● **Try it**:
From the cesarean anesthesia text below, print word for word the passage between "Occasionally the woman" and "partner is present.", inclusive.

● **Given text**:

╔══

By Dr. Derrick Thompson (Obstetrician &Gynaecologist)
A planned elective cesarean section is usually performed under spinal anesthesia. If you have been taking low-dose aspirin during your pregnancy, you will be advised to stop this medication preferably 10 days before the due date of you cesarean section. If you have been on heparin therapy, the administration of heparin is ceased the day prior to your cesarean section and will be recommended after delivery. It is recommended you fast for at least 6 hours prior to your operation. This means you are not allowed food and fluids, you are not allowed to smoke, you are not able to suck lollies or lozenges, or chew gum.
If a cesarean section is being performed during labour and an epidural catheter has already been inserted, the epidural is topped up. This means extra anaesthetic solution is inserted into the epidural space.
Occasionally the woman might need a general anesthetic, for example, in the following circumstances;
- for an emergency cesarean section where the procedure needs to be performed without delay
- if the anesthetist is unable to insert the spinal needle into the epidural space or spinal canal for technical reasons
- is she prefers a general anaesthetic
Most cesarean sections are performed under local anesthesia either by spinal or epidural, while you are awake and your partner is present.

╚══

● **Material provided**:
╔══

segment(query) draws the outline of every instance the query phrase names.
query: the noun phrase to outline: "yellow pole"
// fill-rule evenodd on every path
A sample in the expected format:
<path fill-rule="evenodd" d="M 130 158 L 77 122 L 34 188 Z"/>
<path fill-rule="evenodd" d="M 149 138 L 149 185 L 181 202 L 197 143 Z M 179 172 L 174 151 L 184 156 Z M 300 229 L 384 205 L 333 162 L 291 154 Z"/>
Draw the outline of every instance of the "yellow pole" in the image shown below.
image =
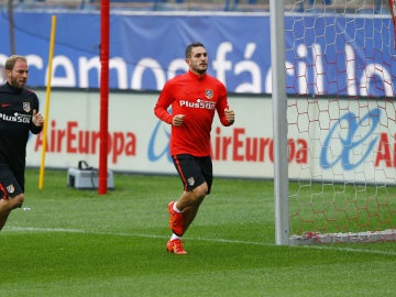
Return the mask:
<path fill-rule="evenodd" d="M 51 77 L 52 77 L 52 62 L 53 62 L 53 56 L 54 56 L 55 28 L 56 28 L 56 15 L 53 15 L 52 16 L 52 26 L 51 26 L 50 56 L 48 56 L 48 70 L 47 70 L 48 77 L 47 77 L 46 98 L 45 98 L 42 162 L 41 162 L 41 166 L 40 166 L 38 189 L 42 189 L 43 184 L 44 184 L 44 166 L 45 166 L 46 134 L 47 134 L 46 131 L 47 131 L 47 127 L 48 127 Z"/>

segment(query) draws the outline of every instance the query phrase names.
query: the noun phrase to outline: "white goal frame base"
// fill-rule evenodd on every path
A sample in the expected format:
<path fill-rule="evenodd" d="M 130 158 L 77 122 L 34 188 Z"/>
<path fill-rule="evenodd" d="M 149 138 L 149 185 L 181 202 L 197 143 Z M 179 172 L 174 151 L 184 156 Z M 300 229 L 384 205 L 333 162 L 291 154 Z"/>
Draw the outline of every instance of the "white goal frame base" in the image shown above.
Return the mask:
<path fill-rule="evenodd" d="M 358 242 L 381 242 L 396 241 L 396 230 L 365 231 L 358 233 L 315 233 L 308 232 L 304 235 L 289 238 L 289 245 L 329 244 L 329 243 L 358 243 Z"/>

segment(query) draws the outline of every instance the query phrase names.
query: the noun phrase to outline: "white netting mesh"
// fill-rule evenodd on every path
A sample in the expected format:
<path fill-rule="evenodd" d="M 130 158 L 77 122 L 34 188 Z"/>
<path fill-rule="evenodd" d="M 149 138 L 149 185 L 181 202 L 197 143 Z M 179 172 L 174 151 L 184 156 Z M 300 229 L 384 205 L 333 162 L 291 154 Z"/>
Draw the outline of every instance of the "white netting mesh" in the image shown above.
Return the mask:
<path fill-rule="evenodd" d="M 289 139 L 299 143 L 289 147 L 305 162 L 289 165 L 296 182 L 290 234 L 316 242 L 396 240 L 389 3 L 295 1 L 292 8 L 285 16 L 287 120 Z"/>

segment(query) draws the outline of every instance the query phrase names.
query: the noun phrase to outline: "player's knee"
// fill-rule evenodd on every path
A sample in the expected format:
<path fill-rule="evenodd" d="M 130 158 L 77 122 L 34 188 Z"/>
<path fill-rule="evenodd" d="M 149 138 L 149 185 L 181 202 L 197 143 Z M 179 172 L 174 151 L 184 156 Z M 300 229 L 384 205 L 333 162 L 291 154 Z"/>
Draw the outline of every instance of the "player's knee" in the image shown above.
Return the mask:
<path fill-rule="evenodd" d="M 200 204 L 204 200 L 205 196 L 208 194 L 208 184 L 204 183 L 202 185 L 196 187 L 194 189 L 194 193 L 196 195 L 197 202 Z"/>
<path fill-rule="evenodd" d="M 10 201 L 11 201 L 12 209 L 20 208 L 24 201 L 24 194 L 22 193 L 22 194 L 16 195 L 15 197 L 12 197 L 10 199 Z"/>

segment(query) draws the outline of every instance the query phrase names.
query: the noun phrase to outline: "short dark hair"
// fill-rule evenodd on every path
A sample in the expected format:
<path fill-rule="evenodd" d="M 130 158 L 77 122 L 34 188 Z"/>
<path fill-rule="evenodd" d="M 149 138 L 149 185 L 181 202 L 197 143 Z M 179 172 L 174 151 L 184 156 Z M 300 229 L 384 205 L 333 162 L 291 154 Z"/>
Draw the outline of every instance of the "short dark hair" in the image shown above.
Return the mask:
<path fill-rule="evenodd" d="M 15 66 L 16 61 L 19 61 L 19 59 L 22 59 L 22 61 L 26 62 L 26 58 L 24 56 L 20 56 L 20 55 L 10 56 L 6 61 L 6 65 L 4 65 L 6 70 L 12 72 L 13 67 Z"/>
<path fill-rule="evenodd" d="M 205 47 L 205 45 L 202 43 L 200 43 L 200 42 L 195 42 L 195 43 L 191 43 L 191 44 L 187 45 L 187 47 L 186 47 L 186 58 L 190 58 L 193 48 L 198 47 L 198 46 Z"/>

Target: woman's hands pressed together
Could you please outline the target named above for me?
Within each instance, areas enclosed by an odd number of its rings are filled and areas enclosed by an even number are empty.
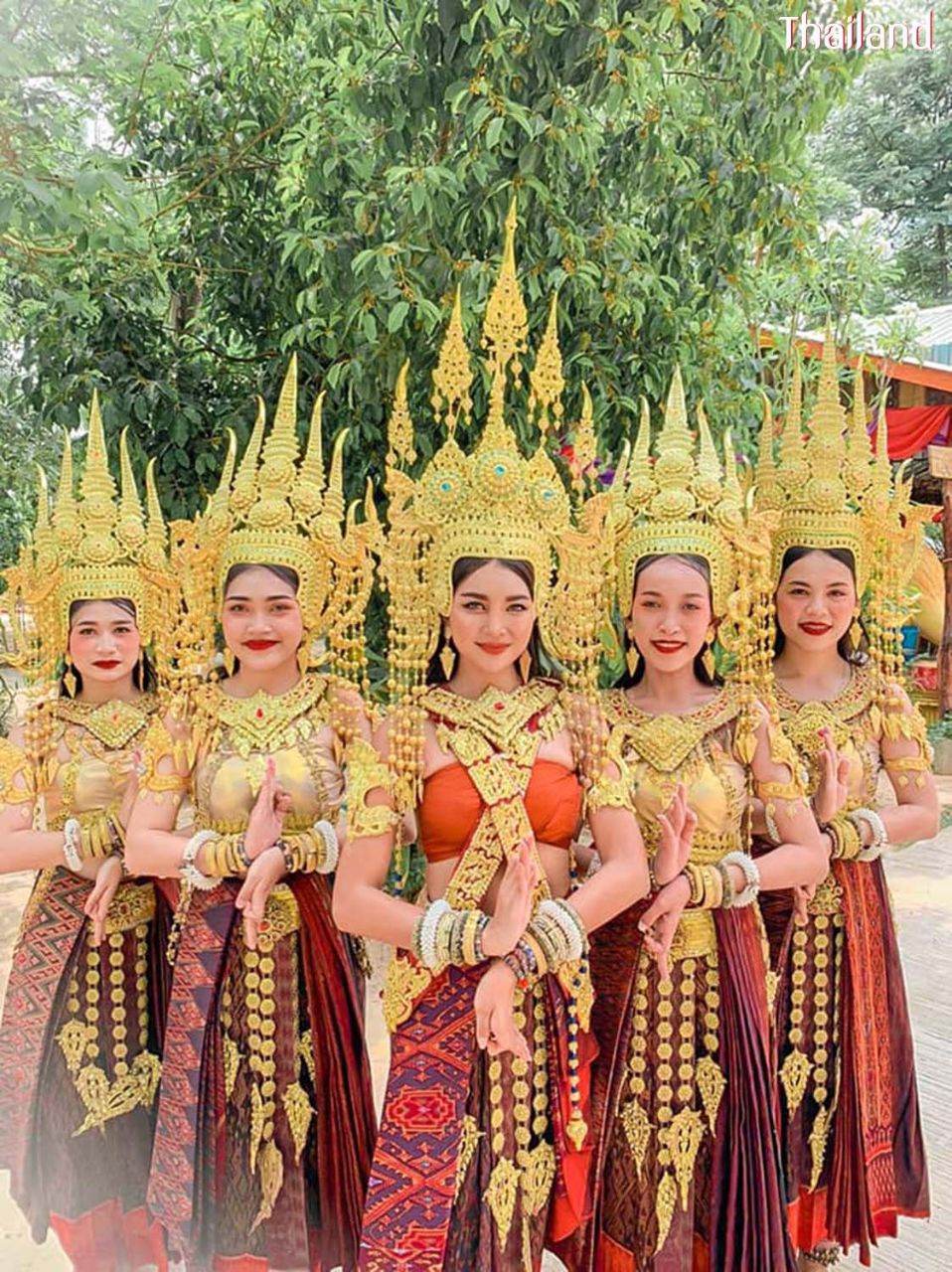
[[[658,813],[661,840],[654,854],[654,878],[658,883],[671,883],[691,860],[691,843],[697,828],[697,814],[687,804],[685,784],[678,782],[671,804]]]
[[[277,781],[277,768],[269,756],[265,764],[265,780],[261,784],[258,798],[248,818],[248,829],[244,832],[244,851],[255,860],[266,848],[272,847],[281,838],[284,818],[290,812],[291,798]]]
[[[538,883],[532,848],[532,837],[527,834],[505,862],[495,913],[482,934],[482,953],[487,958],[500,958],[515,949],[532,918],[532,898]]]

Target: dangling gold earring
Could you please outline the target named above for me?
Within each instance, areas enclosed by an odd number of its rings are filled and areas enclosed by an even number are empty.
[[[304,640],[298,646],[298,670],[302,675],[308,674],[311,667],[311,636],[304,632]]]
[[[853,642],[853,650],[859,649],[863,640],[863,628],[859,623],[859,605],[853,611],[853,622],[850,623],[849,639]]]
[[[443,668],[444,679],[449,679],[453,674],[453,667],[456,665],[456,650],[453,649],[453,642],[451,640],[449,632],[443,632],[443,649],[439,651],[439,665]]]

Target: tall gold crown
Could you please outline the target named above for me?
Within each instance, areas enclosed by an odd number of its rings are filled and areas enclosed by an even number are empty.
[[[774,579],[779,577],[780,563],[792,547],[845,548],[853,555],[862,594],[871,565],[868,518],[863,511],[873,457],[865,426],[862,366],[857,369],[853,416],[848,421],[840,404],[836,345],[829,324],[806,439],[802,401],[799,361],[794,360],[778,459],[774,459],[773,418],[765,418],[757,463],[757,506],[780,514],[774,534]]]
[[[857,595],[873,661],[886,681],[900,678],[900,628],[910,598],[924,514],[911,502],[911,477],[890,463],[885,402],[878,411],[876,452],[869,445],[863,359],[853,382],[849,420],[840,404],[836,349],[826,328],[817,401],[809,434],[802,436],[802,385],[794,361],[790,404],[774,457],[769,406],[757,462],[757,504],[779,514],[773,547],[773,585],[793,547],[844,548],[853,555]]]
[[[214,656],[214,626],[229,570],[277,565],[298,576],[308,656],[330,654],[337,670],[363,677],[363,608],[370,557],[354,509],[344,501],[342,429],[325,471],[321,440],[323,393],[314,402],[304,450],[298,441],[298,360],[291,356],[266,436],[263,399],[235,469],[229,430],[224,471],[195,522],[173,525],[173,563],[182,579],[177,630],[185,675],[201,674]],[[319,649],[314,649],[318,642]]]
[[[73,448],[66,436],[56,500],[50,508],[39,469],[37,520],[15,565],[3,571],[3,598],[14,649],[10,660],[29,681],[55,679],[69,642],[69,612],[76,600],[126,598],[136,609],[143,645],[153,645],[159,670],[174,588],[168,532],[155,492],[154,460],[146,468],[143,509],[127,431],[120,439],[121,490],[109,472],[99,398],[89,407],[89,439],[79,495],[74,490]]]
[[[527,410],[540,440],[528,457],[517,443],[510,420],[519,407],[512,394],[522,379],[528,317],[515,272],[515,225],[513,202],[505,219],[499,275],[482,323],[480,343],[489,391],[485,426],[472,452],[467,454],[456,439],[458,425],[472,412],[471,354],[458,291],[433,373],[430,398],[438,424],[448,436],[417,480],[406,471],[416,458],[407,366],[397,378],[388,429],[387,529],[379,537],[381,574],[389,600],[391,692],[396,703],[411,701],[424,682],[442,618],[449,613],[453,566],[463,557],[501,557],[532,566],[540,633],[546,647],[574,683],[593,692],[598,614],[603,608],[610,551],[603,532],[608,502],[607,496],[594,495],[587,500],[579,497],[573,506],[547,453],[549,436],[563,416],[555,298],[528,373]],[[583,434],[589,424],[585,406]],[[416,776],[417,742],[414,731],[402,757],[411,785]]]
[[[640,424],[630,455],[622,460],[624,482],[616,482],[612,508],[619,607],[627,613],[643,557],[690,553],[708,562],[714,613],[723,616],[756,541],[731,435],[724,435],[722,460],[704,407],[699,406],[695,441],[687,426],[680,368],[675,369],[654,440],[654,463],[650,452],[650,416],[643,399]]]

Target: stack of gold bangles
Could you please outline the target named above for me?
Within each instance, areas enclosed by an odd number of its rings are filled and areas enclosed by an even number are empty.
[[[742,892],[734,888],[732,865],[743,873]],[[689,861],[681,874],[690,884],[689,903],[695,909],[741,909],[750,906],[760,892],[760,868],[746,852],[728,852],[720,861],[705,865]]]
[[[440,898],[430,902],[414,925],[412,951],[425,967],[476,967],[485,958],[482,934],[489,915],[481,909],[452,909]]]
[[[84,861],[122,856],[125,837],[118,818],[111,813],[88,813],[83,818],[70,817],[62,826],[62,855],[70,870],[76,871]]]
[[[848,813],[837,813],[823,827],[832,840],[830,859],[832,861],[855,861],[863,851],[863,838],[859,827]]]
[[[588,932],[575,909],[563,899],[540,902],[528,927],[503,962],[526,988],[546,972],[578,963],[588,953]]]

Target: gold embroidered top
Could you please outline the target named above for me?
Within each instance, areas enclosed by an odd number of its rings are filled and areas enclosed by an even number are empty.
[[[925,721],[901,689],[892,687],[881,706],[881,678],[872,663],[853,667],[845,688],[830,702],[798,702],[780,684],[776,705],[784,731],[797,748],[807,790],[816,790],[822,749],[821,729],[830,729],[840,756],[849,762],[846,808],[874,808],[879,773],[885,768],[901,790],[910,782],[925,785],[932,764]],[[906,738],[918,754],[883,758],[883,739]]]
[[[55,698],[33,707],[0,740],[0,803],[34,804],[34,824],[61,829],[115,814],[143,744],[155,700],[92,705]]]
[[[746,848],[750,763],[738,745],[743,711],[743,701],[733,686],[680,716],[649,715],[634,706],[624,689],[605,695],[608,756],[624,768],[649,852],[658,842],[658,813],[668,806],[680,782],[697,817],[692,860],[717,861],[727,852]],[[795,757],[770,721],[767,738],[771,759],[790,770],[787,798],[799,798],[793,781]],[[755,791],[762,785],[753,780]]]
[[[330,681],[308,674],[283,695],[235,698],[220,684],[192,691],[173,715],[155,719],[144,750],[140,790],[157,799],[186,791],[196,828],[246,829],[269,758],[291,798],[288,834],[335,822],[344,801],[342,745]]]

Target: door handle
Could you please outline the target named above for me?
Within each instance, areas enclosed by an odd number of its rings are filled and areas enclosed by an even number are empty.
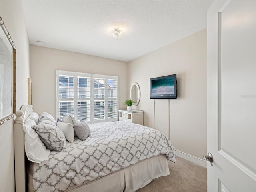
[[[213,165],[212,164],[212,162],[213,162],[213,157],[211,153],[208,153],[207,155],[204,155],[204,158],[206,161],[210,162],[212,166]]]

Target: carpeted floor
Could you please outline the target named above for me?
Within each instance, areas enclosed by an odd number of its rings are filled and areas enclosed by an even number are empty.
[[[137,192],[206,192],[207,169],[179,157],[168,161],[170,175],[153,180]]]

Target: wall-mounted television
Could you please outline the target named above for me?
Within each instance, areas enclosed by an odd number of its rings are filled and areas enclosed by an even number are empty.
[[[176,74],[150,79],[150,99],[176,99]]]

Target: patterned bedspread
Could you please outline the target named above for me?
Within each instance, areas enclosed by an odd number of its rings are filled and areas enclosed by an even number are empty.
[[[45,165],[34,164],[35,191],[63,191],[160,154],[175,162],[172,144],[156,130],[125,121],[90,127],[86,141],[75,138],[62,151],[51,151]]]

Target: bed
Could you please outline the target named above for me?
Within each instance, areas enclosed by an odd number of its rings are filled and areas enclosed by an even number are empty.
[[[91,132],[85,141],[75,137],[60,151],[50,150],[47,162],[27,161],[25,168],[26,141],[20,135],[32,112],[32,106],[26,105],[16,113],[16,150],[23,152],[15,161],[16,170],[20,168],[16,172],[16,191],[26,191],[27,183],[29,192],[136,191],[154,178],[170,174],[167,160],[175,162],[173,147],[164,135],[120,121],[90,125]],[[27,182],[22,179],[26,169]]]

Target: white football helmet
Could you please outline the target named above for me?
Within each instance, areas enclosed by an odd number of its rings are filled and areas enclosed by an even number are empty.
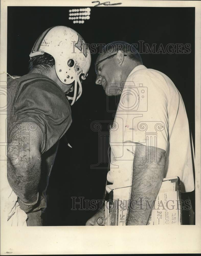
[[[73,29],[57,26],[47,29],[39,37],[29,55],[30,58],[44,52],[54,58],[57,74],[61,82],[69,84],[75,81],[74,96],[67,96],[72,105],[81,96],[82,89],[80,76],[85,79],[91,64],[91,55],[87,45]],[[78,83],[79,92],[76,96]]]

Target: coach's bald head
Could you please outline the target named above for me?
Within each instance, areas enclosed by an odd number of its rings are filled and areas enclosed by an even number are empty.
[[[133,44],[123,41],[110,43],[103,49],[96,60],[96,83],[101,84],[109,96],[120,94],[123,82],[132,70],[142,64],[140,55]]]

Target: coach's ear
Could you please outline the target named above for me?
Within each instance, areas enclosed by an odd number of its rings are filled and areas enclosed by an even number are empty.
[[[124,53],[120,50],[119,50],[117,55],[117,63],[119,65],[121,65],[124,59]]]

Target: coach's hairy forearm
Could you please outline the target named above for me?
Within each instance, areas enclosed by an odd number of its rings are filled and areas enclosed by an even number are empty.
[[[146,163],[146,158],[150,159],[151,154],[153,156],[154,154],[155,158],[157,154],[158,164],[149,161]],[[166,161],[166,152],[163,150],[139,144],[136,147],[127,225],[147,224],[151,210],[150,206],[156,199],[164,177]]]
[[[21,125],[21,129],[25,128]],[[21,200],[31,203],[37,200],[41,157],[36,132],[19,136],[13,132],[7,148],[7,177]]]

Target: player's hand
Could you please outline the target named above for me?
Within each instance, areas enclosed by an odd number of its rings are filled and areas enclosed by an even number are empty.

╚══

● **Expected output**:
Occasionally the woman might need a general anesthetic, for example, in the following circumstances;
- for an emergency cesarean section where the procedure needs to be performed without delay
- if the anesthetist is unable to insert the spinal needle into the epidural space or spinal canal for technical reasons
- is she prefers a general anaesthetic
Most cesarean sections are performed under local anesthesia either by spinal or epidural, while you are awake and your partner is present.